[Coordinate annotation entries]
— BEGIN —
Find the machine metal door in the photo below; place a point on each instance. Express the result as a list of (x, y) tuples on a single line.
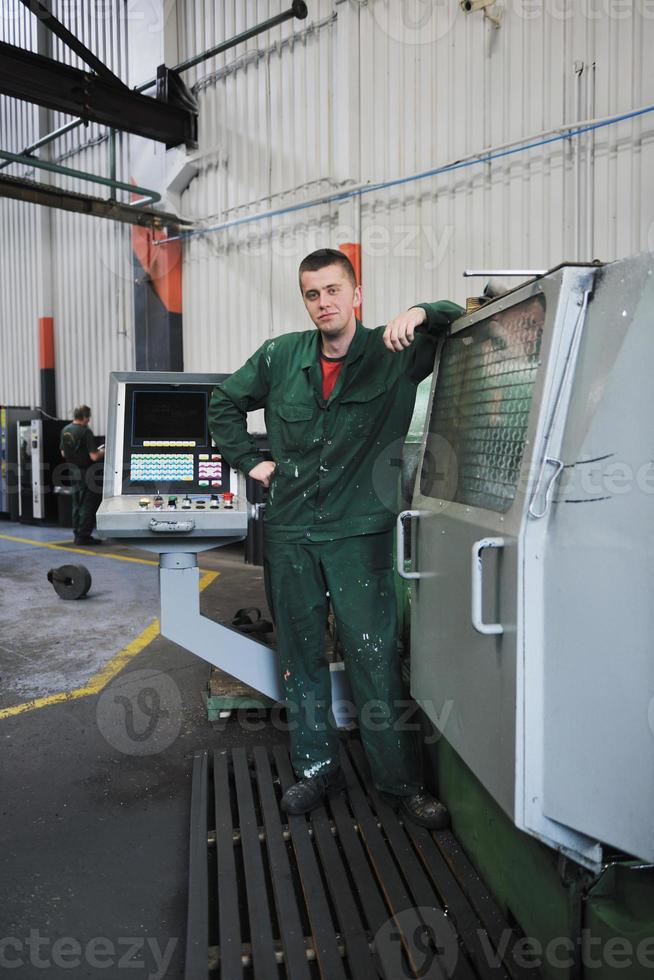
[(470, 505)]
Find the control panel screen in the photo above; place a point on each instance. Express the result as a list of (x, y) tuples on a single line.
[(171, 416), (167, 446)]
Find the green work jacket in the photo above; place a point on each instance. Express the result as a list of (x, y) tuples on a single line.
[(337, 460)]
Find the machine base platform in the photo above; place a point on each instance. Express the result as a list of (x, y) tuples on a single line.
[(347, 892)]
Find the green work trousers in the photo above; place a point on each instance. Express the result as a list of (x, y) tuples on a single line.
[(357, 573), (85, 504)]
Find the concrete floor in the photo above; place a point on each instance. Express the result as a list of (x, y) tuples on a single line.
[(95, 789)]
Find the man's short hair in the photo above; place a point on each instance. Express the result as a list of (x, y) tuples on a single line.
[(324, 257)]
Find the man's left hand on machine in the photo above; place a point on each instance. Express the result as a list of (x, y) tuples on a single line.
[(400, 330)]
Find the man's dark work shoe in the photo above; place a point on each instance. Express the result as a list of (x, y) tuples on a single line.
[(308, 793), (424, 809)]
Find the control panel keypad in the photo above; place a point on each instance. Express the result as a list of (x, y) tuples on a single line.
[(162, 467)]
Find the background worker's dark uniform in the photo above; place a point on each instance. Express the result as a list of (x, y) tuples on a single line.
[(76, 443), (327, 527)]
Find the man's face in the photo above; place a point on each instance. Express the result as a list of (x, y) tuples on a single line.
[(330, 299)]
— END —
Exercise brief:
Give the entries again without a single change, but with no pictures.

Reply:
Find the machine metal door in the photo below; place a point on each instance. Express the result as a list of (x, y) tuples on a single line.
[(470, 505)]
Find the control panel screen in the photo above; place a point on each instance. Express the result as a list of (x, y) tuples on a single line.
[(171, 416), (167, 446)]
Find the green work jacket in the photo above; place a point on each instance. Express the result as a list of (x, y) tuples on a single line.
[(337, 460)]
Find the machine base platform in the photo above; place a point on each instance. Express the result as a list of (x, y) tuples on a single line.
[(347, 892)]
Find the green work trousers in the photo above; place a point on each instance. Express the result as a list of (x, y) tuples on a single line.
[(357, 573), (85, 504)]
Find the concrete floor in the photo above; place a point on each instance. Express the result as a list of (x, y) tuples on a single line.
[(95, 789)]
Find the man's short hair in the photo above; place a point on each instance. Express the result as a list of (x, y) tuples on a single line.
[(324, 257)]
Find the man's left hand on machine in the photo above; place a point on each instance. Express the result as a list of (x, y) tuples on a single line.
[(400, 330)]
Find the man's dark work shoe in the photo above; place a point on each instance. Express the result as a list of (x, y) tuples on a single line.
[(308, 793), (424, 809)]
Find the control panel keypad in the photo above; place a point on each instance. Express the result as a list of (x, y) tuples on a single line.
[(162, 467)]
Find the background worker's dark uniform in the photo above; place a point on each instance. Express the result as a list of (x, y) tuples on a single line.
[(76, 443), (327, 527)]
Find the man's face in the photo above; place a point on each instance. Express the result as a list of (x, y) tuples on a single line.
[(330, 299)]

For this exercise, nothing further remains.